Adam Caudill

Security Engineer, Researcher, & Developer

Developers, Developers, Developers

Note: This was written in 2012, but not published at the time. The point is still valid, perhaps moreso than ever and deserves to be made publicly. The content has been updated as appropriate, though the core of this article remains intact from the 2012 draft. I would like to note that this doesn’t apply to every environment, there are some where developers are very knowledgeable about security, and write code with minimal issues – my current employer happens to be one of those rare & exciting places. I hope that some of these issues have improved over the last 8 years, though in many places, these issues are alive and well.

During a server migration, an ASP.NET application was discovered1 that no members of the team were aware of2; this mystery application was old, broken, undocumented, and a surprise to all involved. It was partially deployed, in that some key files had been removed at some point during its history which prevented it from executing properly. While not currently functional, there was no way to know when it had last worked or what it was used for – it was a surprise for all involved. As this was on a production server, I researched the application, both to understand what this application was, and if it had presented any risk to the company.

I found quickly that the code for the application wasn’t present in the company’s source control system – I had personally overseen the migration from an older system to the current system, and knew for a fact that everything had been imported. Not being there meant that it had never been added to source control in the first place. Thankfully for me, most of the source code files were available on the server (along with older source files for a Classic ASP version of the application); not ideal, but enough to get a decent idea of what was going on.

Within the first five minutes of the review, I spot a SQL command being built from strings that were pulled from user input, no validation, no sanitization. SQL injection in the most classic form. This was the first of many issues found in the hours that followed. As I worked though the code, it was clear that security wasn’t a consideration when this application was built.

● Goal 1:
Copy out the whole post on developers and security, word for word.

● Working data:
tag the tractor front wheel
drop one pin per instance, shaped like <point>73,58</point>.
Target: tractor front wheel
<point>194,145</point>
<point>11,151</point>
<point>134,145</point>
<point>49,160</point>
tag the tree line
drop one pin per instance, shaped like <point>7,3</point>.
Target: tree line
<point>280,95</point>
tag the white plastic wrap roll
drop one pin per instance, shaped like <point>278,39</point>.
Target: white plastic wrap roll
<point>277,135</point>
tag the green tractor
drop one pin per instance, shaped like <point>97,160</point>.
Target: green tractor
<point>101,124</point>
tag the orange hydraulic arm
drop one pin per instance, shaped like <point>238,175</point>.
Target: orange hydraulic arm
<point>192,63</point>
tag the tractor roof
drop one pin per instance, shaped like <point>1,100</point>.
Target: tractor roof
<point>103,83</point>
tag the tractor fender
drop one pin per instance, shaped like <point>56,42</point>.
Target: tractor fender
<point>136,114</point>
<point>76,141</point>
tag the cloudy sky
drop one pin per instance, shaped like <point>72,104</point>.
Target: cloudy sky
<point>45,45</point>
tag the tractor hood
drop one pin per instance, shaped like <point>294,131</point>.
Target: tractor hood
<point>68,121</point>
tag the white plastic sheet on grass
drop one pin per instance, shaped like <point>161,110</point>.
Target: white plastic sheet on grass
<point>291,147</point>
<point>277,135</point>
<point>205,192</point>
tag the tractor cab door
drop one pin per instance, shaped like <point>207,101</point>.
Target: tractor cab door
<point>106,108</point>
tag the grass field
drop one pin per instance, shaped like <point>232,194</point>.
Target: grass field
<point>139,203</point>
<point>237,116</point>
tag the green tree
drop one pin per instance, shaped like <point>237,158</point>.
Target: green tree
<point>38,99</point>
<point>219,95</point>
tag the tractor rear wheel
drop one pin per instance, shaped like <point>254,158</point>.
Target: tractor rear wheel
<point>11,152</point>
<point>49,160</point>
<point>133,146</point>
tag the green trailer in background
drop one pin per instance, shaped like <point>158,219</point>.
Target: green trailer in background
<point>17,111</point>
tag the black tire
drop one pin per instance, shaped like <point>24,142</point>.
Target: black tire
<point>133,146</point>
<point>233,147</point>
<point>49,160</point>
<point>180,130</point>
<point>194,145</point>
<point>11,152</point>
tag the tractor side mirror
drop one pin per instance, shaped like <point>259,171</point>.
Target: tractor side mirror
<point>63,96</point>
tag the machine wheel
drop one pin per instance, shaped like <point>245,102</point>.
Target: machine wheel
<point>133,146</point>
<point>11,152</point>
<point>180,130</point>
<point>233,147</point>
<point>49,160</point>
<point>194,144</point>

● Goal 2:
Arrange the part of the listing that opens with the line containing "tag the cloudy sky" and closes with the line containing "<point>68,121</point>", both included, as a JSON list of strings with one string per line and blank lines left out.

● Written answer 1:
Adam Caudill

Security Engineer, Researcher, & Developer

Developers, Developers, Developers

Note: This was written in 2012, but not published at the time. The point is still valid, perhaps moreso than ever and deserves to be made publicly. The content has been updated as appropriate, though the core of this article remains intact from the 2012 draft. I would like to note that this doesn’t apply to every environment, there are some where developers are very knowledgeable about security, and write code with minimal issues – my current employer happens to be one of those rare & exciting places. I hope that some of these issues have improved over the last 8 years, though in many places, these issues are alive and well.

During a server migration, an ASP.NET application was discovered1 that no members of the team were aware of2; this mystery application was old, broken, undocumented, and a surprise to all involved. It was partially deployed, in that some key files had been removed at some point during its history which prevented it from executing properly. While not currently functional, there was no way to know when it had last worked or what it was used for – it was a surprise for all involved. As this was on a production server, I researched the application, both to understand what this application was, and if it had presented any risk to the company.

I found quickly that the code for the application wasn’t present in the company’s source control system – I had personally overseen the migration from an older system to the current system, and knew for a fact that everything had been imported. Not being there meant that it had never been added to source control in the first place. Thankfully for me, most of the source code files were available on the server (along with older source files for a Classic ASP version of the application); not ideal, but enough to get a decent idea of what was going on.

Within the first five minutes of the review, I spot a SQL command being built from strings that were pulled from user input, no validation, no sanitization. SQL injection in the most classic form. This was the first of many issues found in the hours that followed. As I worked though the code, it was clear that security wasn’t a consideration when this application was built.

● Written answer 2:
[
  "tag the cloudy sky",
  "drop one pin per instance, shaped like <point>72,104</point>.",
  "Target: cloudy sky",
  "<point>45,45</point>",
  "tag the tractor hood",
  "drop one pin per instance, shaped like <point>294,131</point>.",
  "Target: tractor hood",
  "<point>68,121</point>"
]